A profoundly deaf child should skip trying a hearing aid and go straight to a more elaborate cochlear implant, according to U.S. hearing experts.
Hearing aids simply amplify sound, but a cochlear implant directly stimulates the nerves in the inner ear. Part of the device is surgically implanted and part is worn externally.
Dr. John Oghalai, clinical chief of the hearing centre at Texas Children’s Hospital in Houston, says guidelines for adults state that prior to receiving a cochlear implant, recipients must demonstrate they do not benefit from a hearing aid. Pediatric guidelines are based on adult recommendations and require children to undergo hearing aid trials for three to six months.
Oghalai and his colleagues followed 58 children who were deemed deaf and tried a hearing aid. Fifty-two children did not benefit from the hearing aid and immediately received cochlear implants. The other six children were able to hear with the hearing aids, but did not develop normal speech and language. At the end of the hearing aid trials, these children also received cochlear implants. Following cochlear implantation, both sets of children showed significant improvements in hearing scores, and the six children who had benefited from a hearing aid went on to develop speech and language.
Oghalai says the results show hearing aids can help improve a child’s hearing, but in those who have profound hearing loss, they are simply not enough. “It may not be worth the time to try a hearing aid on these kids for three to six months because basically they’re all going to need a cochlear implant if the initial hearing test says that they’re deaf,” he says, adding the hearing aid trials could be wasting valuable time for speech and language development.
However, children must be at least one year old before they can receive a cochlear implant, and Oghalai says there is still some use in giving children hearing aids prior to that time. This helps acclimatize them to wearing a device in their ears and gets their parents used to keeping track of something that could get lost.

Dataset content –
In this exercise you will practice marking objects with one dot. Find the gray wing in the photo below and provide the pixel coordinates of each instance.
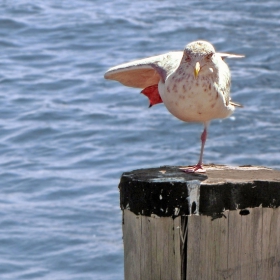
(145, 72)
(230, 55)
(225, 78)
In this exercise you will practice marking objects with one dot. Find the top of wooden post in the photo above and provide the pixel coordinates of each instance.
(168, 192)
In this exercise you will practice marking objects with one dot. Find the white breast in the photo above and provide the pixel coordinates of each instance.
(194, 100)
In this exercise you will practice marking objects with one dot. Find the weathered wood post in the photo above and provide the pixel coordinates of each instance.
(224, 224)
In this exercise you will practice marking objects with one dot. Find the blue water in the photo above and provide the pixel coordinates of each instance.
(66, 134)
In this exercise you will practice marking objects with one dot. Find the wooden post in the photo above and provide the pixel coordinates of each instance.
(224, 224)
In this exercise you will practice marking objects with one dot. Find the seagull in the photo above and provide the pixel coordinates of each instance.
(193, 84)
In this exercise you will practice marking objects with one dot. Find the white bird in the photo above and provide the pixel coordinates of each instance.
(194, 85)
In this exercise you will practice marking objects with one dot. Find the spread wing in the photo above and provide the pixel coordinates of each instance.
(145, 72)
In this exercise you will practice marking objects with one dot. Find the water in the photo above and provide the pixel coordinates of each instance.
(67, 134)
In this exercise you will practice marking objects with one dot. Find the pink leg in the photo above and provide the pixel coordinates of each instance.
(198, 167)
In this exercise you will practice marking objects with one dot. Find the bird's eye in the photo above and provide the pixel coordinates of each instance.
(209, 56)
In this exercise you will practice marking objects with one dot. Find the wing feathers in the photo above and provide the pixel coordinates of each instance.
(145, 72)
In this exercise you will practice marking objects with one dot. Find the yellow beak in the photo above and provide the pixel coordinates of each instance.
(196, 69)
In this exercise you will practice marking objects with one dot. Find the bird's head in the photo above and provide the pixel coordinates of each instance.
(200, 55)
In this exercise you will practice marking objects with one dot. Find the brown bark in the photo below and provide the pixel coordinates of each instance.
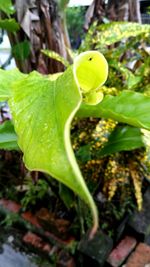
(122, 10)
(43, 24)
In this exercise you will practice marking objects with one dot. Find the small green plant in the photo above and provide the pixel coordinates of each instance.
(36, 191)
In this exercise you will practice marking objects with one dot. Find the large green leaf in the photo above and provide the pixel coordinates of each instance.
(6, 80)
(8, 137)
(21, 51)
(123, 138)
(7, 7)
(43, 109)
(128, 107)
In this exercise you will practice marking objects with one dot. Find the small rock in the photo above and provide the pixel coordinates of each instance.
(122, 251)
(10, 239)
(65, 260)
(141, 256)
(95, 251)
(140, 221)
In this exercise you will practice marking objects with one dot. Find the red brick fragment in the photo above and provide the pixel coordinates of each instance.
(141, 256)
(122, 251)
(30, 218)
(65, 260)
(37, 242)
(10, 205)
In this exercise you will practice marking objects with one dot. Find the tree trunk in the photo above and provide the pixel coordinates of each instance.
(122, 10)
(43, 25)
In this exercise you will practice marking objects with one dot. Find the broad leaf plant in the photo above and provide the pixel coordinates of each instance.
(43, 108)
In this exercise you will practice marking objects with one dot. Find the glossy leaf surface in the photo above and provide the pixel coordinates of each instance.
(128, 107)
(123, 138)
(8, 137)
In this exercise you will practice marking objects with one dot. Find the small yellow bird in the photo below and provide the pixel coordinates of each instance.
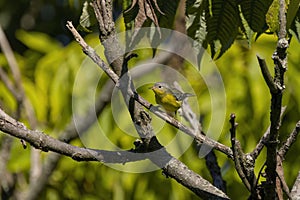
(169, 98)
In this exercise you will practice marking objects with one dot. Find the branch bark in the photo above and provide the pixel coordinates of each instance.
(280, 60)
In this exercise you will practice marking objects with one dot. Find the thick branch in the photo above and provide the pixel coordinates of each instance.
(280, 60)
(295, 192)
(201, 139)
(238, 154)
(46, 143)
(266, 74)
(289, 142)
(263, 140)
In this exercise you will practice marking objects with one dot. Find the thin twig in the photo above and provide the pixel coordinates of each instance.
(266, 74)
(263, 140)
(46, 143)
(280, 60)
(238, 154)
(93, 55)
(289, 142)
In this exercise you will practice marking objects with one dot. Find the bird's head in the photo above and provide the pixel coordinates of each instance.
(160, 88)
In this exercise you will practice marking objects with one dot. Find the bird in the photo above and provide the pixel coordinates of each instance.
(169, 98)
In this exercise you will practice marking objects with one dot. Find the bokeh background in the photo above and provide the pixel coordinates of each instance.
(49, 60)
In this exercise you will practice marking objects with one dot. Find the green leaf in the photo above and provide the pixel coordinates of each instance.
(87, 18)
(222, 18)
(295, 27)
(292, 12)
(255, 12)
(272, 18)
(196, 25)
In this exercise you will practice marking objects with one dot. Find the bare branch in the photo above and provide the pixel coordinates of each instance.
(280, 60)
(92, 54)
(46, 143)
(70, 133)
(266, 74)
(295, 192)
(263, 140)
(238, 154)
(289, 142)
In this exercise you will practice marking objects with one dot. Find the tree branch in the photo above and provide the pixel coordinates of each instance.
(280, 60)
(289, 142)
(266, 74)
(295, 192)
(46, 143)
(263, 140)
(92, 54)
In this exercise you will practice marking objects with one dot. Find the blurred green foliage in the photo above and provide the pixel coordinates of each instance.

Exercise prompt – Decide whether each statement below agrees with the article about cochlear implants for deaf children, answering yes or no and quoting the words of the article that settle it. 1. Fifty-two of the 58 children followed did not benefit from the hearing aid. 2. A child of any age can receive a cochlear implant. 3. Pediatric guidelines call for hearing aid trials lasting one to two months. The material has no connection to the article about cochlear implants for deaf children.

Response to the task –
1. Yes: "Fifty-two children did not benefit from the hearing aid and immediately received cochlear implants."
2. No: "children must be at least one year old before they can receive a cochlear implant"
3. No: "require children to undergo hearing aid trials for three to six months"